— WORK INSTRUCTIONS —
Can you write out again only the items in the stretch from the line containing "Place one marker on every instance of the orange and" through the line containing "pixel 763 53", both ends included, with the requests unchanged and every answer coordinate multiplied by 2.6 and rounded to a whole number, halves up?
[start of EXERCISE DATA]
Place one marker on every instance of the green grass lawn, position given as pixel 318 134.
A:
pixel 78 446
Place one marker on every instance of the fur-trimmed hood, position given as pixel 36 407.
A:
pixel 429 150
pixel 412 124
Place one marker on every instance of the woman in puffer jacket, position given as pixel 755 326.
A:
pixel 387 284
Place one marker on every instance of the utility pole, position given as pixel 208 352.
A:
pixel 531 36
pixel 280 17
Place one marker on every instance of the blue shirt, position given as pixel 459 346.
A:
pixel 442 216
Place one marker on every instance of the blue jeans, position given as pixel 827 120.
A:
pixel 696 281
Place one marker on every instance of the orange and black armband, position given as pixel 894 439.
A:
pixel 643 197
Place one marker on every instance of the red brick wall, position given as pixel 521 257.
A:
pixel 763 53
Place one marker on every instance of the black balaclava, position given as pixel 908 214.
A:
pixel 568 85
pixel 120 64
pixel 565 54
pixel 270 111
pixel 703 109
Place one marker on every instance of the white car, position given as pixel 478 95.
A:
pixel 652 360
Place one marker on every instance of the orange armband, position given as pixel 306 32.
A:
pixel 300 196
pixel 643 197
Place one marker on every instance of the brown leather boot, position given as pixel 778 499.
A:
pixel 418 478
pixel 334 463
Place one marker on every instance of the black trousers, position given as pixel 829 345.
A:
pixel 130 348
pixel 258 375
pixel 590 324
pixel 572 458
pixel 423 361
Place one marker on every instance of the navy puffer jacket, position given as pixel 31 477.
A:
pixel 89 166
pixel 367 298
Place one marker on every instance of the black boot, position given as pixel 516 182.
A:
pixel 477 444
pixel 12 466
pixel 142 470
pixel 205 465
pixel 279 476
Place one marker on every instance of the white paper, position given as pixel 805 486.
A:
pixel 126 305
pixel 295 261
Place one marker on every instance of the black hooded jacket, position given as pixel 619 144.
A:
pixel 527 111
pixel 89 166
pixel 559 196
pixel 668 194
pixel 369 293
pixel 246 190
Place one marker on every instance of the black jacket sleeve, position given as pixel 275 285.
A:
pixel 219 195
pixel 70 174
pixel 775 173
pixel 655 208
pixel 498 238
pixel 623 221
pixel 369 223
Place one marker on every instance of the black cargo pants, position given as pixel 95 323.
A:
[end of EXERCISE DATA]
— WRITTEN RESPONSE —
Place one marker on every instance of the orange and black armband, position given as pixel 894 439.
A:
pixel 1672 512
Place one marker on every instance of the red brick wall, position given as pixel 521 257.
A:
pixel 1984 138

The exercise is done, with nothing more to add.